### [Extrait de page]
Notre système économique connaît depuis quelques années une crise dont les spécialistes sont unanimes à nous dire qu’elle est d’une gravité au moins égale à celle de 1929. Cette crise se manifeste concrètement par une dette gigantesque, à la fois des ménages (aux États-Unis notamment) et aussi des États. Et cela se traduit dans les plus anciens pays développés par une dépression dont la première conséquence est la montée inexorable du chômage. Alain de Benoist résume l’analyse de certains économistes quand il écrit qu’il s’agit là d’« une crise systémique* du régime d’accumulation propre à la phase actuelle du capitalisme, qui marque également le point culminant de ce que l’on pourrait appeler, d’un point de vue philosophico-historique, la dialectique de l’avoir » (1).
Fondamentalement, cette crise a une raison principale, elle-même la conséquence de deux causes secondaires : ce que l’on appelle la « financiarisation » de l’économie a entraîné une paupérisation sans précédent de la classe moyenne, cette « financiarisation » ayant été grandement facilitée par la déréglementation bancaire et financière opérée à partir des années 1980 par les politiques libérales de Reagan et Thatcher, et poursuivie par les gouvernements suivants de sensibilité de gauche (Clinton, Blair…), ainsi que par la mondialisation et le libre-échange (2).

### [Tâches et exercices]
1: Recopiez l'extrait sur la crise économique en commençant par « Fondamentalement, cette crise » et en poursuivant jusqu'à « le libre-échange (2). ».
2: Répondez brièvement à ces questions sur l'extrait sur la crise économique.
(a) À quelle crise les spécialistes comparent-ils la gravité de la crise actuelle ?
(b) Quelle est la première conséquence de la dépression dans les plus anciens pays développés ?
(c) À partir de quelles années la déréglementation bancaire et financière a-t-elle été opérée ?
3: Donnez la suite de l'extrait sur la crise économique à partir de sa dernière phrase.
Le matériel fourni n'a aucun lien avec l'extrait sur la crise économique.

### [Données fournies]

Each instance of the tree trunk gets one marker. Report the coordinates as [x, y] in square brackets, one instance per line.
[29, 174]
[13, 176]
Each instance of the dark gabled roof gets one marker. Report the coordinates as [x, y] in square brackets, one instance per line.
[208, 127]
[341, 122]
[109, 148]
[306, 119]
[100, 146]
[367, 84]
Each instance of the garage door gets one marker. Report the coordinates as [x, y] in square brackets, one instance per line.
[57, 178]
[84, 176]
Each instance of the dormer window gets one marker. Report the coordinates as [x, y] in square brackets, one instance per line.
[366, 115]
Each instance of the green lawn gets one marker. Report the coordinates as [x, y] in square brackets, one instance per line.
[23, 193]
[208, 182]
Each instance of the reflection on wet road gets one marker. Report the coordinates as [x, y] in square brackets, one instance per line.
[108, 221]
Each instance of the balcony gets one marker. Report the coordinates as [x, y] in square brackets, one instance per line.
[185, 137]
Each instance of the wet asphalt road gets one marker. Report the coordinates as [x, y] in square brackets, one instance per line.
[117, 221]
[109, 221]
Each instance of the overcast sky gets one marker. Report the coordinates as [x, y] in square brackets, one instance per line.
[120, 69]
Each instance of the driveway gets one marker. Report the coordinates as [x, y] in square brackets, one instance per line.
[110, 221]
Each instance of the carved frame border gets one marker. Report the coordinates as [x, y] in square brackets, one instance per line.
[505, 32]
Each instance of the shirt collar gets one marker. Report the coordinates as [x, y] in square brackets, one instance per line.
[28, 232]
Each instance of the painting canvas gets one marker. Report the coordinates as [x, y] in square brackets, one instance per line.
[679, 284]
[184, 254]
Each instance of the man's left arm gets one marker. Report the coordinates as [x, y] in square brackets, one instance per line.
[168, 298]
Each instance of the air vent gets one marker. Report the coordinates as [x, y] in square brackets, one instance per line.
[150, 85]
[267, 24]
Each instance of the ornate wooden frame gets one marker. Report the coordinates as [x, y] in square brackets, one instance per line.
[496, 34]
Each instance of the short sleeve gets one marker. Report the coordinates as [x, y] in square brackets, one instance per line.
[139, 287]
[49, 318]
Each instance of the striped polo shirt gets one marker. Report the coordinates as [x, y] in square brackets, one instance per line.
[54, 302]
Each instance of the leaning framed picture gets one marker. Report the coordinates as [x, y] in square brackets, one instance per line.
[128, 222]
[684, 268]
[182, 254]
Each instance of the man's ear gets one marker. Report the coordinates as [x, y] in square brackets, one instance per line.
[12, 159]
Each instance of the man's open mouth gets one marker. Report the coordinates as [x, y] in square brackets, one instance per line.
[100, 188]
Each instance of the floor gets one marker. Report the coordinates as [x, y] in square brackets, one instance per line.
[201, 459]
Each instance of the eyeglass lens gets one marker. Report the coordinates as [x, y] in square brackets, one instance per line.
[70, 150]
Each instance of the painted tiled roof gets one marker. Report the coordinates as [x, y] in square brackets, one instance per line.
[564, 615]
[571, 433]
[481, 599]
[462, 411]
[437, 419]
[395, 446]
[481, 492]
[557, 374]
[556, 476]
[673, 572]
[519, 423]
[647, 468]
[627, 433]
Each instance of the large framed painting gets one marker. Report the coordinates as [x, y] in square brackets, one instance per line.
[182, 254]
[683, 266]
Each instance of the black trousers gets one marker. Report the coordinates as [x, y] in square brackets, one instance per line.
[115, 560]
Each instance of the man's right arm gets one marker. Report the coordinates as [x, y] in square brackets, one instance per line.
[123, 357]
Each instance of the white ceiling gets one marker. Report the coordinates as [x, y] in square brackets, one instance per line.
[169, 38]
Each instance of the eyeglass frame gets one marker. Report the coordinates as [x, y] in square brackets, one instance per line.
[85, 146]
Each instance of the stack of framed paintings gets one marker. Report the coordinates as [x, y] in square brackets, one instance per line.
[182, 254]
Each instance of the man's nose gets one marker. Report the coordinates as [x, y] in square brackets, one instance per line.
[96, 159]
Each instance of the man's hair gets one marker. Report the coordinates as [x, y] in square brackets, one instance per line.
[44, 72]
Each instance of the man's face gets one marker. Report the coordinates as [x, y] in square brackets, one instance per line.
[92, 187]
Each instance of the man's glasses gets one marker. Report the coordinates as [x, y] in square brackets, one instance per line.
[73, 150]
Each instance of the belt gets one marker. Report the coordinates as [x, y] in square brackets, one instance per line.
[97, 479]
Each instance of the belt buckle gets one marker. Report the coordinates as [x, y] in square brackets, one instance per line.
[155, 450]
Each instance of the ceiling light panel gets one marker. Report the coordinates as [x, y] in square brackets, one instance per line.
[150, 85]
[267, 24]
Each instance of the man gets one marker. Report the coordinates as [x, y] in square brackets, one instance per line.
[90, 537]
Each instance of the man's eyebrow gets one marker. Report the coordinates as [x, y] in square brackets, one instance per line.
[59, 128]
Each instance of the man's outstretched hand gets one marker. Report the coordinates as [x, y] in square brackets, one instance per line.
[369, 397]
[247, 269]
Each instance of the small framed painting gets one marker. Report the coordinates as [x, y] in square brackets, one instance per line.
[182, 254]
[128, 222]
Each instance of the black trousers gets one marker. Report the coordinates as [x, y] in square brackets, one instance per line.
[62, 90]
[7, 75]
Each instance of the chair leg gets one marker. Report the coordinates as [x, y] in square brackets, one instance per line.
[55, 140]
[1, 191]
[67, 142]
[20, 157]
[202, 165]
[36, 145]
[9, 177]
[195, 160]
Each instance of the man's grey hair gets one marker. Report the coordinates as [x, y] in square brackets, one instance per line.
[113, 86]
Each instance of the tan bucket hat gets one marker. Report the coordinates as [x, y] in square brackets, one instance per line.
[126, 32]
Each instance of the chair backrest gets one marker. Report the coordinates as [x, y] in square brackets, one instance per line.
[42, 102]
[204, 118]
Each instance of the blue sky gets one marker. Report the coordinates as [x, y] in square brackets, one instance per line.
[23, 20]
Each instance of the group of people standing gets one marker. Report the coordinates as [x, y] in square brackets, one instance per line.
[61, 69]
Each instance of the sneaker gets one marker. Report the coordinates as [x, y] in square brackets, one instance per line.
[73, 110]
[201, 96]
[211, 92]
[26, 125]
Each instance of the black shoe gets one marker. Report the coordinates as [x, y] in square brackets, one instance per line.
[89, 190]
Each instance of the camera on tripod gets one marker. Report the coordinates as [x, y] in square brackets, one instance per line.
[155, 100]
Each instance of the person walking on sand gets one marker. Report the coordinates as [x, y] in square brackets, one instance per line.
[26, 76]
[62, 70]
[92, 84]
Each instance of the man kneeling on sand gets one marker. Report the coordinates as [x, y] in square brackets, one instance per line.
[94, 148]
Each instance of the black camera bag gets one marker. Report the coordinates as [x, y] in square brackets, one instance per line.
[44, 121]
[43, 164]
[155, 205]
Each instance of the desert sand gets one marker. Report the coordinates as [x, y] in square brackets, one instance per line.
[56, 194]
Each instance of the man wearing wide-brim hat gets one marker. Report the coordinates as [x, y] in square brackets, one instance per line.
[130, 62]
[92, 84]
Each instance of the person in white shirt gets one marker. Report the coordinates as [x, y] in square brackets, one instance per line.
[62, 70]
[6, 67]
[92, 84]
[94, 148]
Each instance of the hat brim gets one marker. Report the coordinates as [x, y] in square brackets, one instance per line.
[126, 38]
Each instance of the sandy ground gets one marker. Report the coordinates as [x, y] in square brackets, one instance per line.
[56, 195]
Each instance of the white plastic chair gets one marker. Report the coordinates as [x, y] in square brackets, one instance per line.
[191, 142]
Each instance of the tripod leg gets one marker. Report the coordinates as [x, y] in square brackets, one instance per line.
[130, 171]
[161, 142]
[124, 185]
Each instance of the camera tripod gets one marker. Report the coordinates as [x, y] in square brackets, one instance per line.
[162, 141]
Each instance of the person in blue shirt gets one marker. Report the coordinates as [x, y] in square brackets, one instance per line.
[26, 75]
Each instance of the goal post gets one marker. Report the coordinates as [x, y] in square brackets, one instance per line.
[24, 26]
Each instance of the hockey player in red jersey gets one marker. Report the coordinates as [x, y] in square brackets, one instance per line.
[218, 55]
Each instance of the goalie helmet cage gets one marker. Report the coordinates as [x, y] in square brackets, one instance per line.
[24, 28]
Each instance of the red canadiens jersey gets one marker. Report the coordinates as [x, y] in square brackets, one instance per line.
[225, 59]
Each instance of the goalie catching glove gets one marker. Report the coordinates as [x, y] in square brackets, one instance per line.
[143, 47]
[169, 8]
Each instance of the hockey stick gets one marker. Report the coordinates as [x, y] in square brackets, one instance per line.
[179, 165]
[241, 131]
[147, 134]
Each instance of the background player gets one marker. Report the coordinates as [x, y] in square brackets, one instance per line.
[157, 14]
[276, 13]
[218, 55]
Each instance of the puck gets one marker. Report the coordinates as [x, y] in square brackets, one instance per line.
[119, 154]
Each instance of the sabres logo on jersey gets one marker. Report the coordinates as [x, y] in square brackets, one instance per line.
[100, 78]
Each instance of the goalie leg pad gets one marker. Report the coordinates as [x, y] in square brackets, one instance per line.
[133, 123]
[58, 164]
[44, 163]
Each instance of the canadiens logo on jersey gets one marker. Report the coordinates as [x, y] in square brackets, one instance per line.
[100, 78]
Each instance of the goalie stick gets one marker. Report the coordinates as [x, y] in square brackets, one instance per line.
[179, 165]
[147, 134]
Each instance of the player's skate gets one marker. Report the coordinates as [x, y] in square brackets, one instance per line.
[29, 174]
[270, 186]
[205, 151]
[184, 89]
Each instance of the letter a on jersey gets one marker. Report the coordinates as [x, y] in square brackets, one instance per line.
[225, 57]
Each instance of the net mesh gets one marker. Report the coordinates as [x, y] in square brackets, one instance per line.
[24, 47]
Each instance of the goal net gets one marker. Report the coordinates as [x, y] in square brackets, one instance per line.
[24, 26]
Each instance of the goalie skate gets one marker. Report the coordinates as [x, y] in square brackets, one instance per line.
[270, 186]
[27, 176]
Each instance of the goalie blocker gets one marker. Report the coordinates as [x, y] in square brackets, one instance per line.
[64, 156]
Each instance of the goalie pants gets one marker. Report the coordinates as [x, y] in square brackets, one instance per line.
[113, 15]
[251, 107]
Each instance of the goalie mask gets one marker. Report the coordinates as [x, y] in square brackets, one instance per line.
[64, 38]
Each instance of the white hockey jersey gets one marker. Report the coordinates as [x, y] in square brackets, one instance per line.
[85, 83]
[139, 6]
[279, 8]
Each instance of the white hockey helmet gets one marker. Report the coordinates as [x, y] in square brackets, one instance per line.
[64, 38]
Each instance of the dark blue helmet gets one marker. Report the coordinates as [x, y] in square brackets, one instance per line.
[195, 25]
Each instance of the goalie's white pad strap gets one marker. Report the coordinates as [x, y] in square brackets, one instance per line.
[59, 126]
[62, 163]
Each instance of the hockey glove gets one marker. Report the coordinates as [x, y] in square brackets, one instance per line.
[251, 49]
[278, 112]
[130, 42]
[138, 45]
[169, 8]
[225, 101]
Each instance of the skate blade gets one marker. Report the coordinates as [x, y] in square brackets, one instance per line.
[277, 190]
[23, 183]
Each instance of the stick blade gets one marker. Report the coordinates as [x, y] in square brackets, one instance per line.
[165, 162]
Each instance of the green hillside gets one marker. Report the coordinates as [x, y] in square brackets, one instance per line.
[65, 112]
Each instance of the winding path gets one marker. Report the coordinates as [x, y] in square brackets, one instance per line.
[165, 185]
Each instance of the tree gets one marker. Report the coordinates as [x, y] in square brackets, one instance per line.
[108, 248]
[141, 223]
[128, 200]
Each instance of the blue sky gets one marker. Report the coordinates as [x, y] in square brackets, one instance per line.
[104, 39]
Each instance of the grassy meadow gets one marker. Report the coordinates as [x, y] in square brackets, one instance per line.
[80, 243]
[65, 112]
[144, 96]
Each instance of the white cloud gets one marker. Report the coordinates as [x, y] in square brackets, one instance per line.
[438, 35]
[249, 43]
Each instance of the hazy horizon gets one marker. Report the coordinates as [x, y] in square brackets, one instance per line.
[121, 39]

### [Réponses par tâche]
1:
Fondamentalement, cette crise a une raison principale, elle-même la conséquence de deux causes secondaires : ce que l’on appelle la « financiarisation » de l’économie a entraîné une paupérisation sans précédent de la classe moyenne, cette « financiarisation » ayant été grandement facilitée par la déréglementation bancaire et financière opérée à partir des années 1980 par les politiques libérales de Reagan et Thatcher, et poursuivie par les gouvernements suivants de sensibilité de gauche (Clinton, Blair…), ainsi que par la mondialisation et le libre-échange (2).

2:
(a) À celle de 1929.
(b) La montée inexorable du chômage.
(c) À partir des années 1980.

3:
Le schéma est dans son principe fort simple. La grande entreprise, multinationale en tête, a vu sa fin totalement réorientée vers un seul objectif à court terme : la recherche de superprofits pour enrichir au maximum ses actionnaires (souvent des fonds de placement), au détriment de tout autre objectif à long terme relevant d’une logique industrielle, du souci des salariés, etc. L’introduction des stock-options* a permis d’aligner l’intérêt des dirigeants-salariés sur celui des investisseurs. L’objectif courant était de viser des rendements de retour sur investissement d’au moins 15 %, voire jusqu’à 25 %. Une telle politique n’a été possible que par l’établissement du libre-échange à tous les niveaux (capital et marchandise au premier chef), permettant à l’argent de se déplacer instantanément là où les rendements sont les meilleurs et facilitant les délocalisations de production là où les coûts salariaux sont les plus faibles. Cette réorientation de l’entreprise a eu pour conséquence d’exercer une forte pression à la baisse sur les salaires et sur la protection sociale dans les pays développés. Notons au passage que le patronat a depuis longtemps utilisé en France l’immigration – c’est bien lui qui l’a initiée dans les années 70 –, main-d’œuvre peu qualifiée et non revendicative, pour freiner la hausse des coûts salariaux. Quelques chiffres pour illustrer cette évolution : entre 2000 et 2007, les profits des entreprises du CAC 40 ont progressé de 97 % et les dividendes distribués de 255 %, tandis que l’investissement baissait de 23 %. Dans le même temps, les dirigeants de ces entreprises ont vu leurs revenus croître de 280 % (revenus moyens annuels de 6,2 millions d’euros), tandis que ceux de la classe moyenne stagnaient (3).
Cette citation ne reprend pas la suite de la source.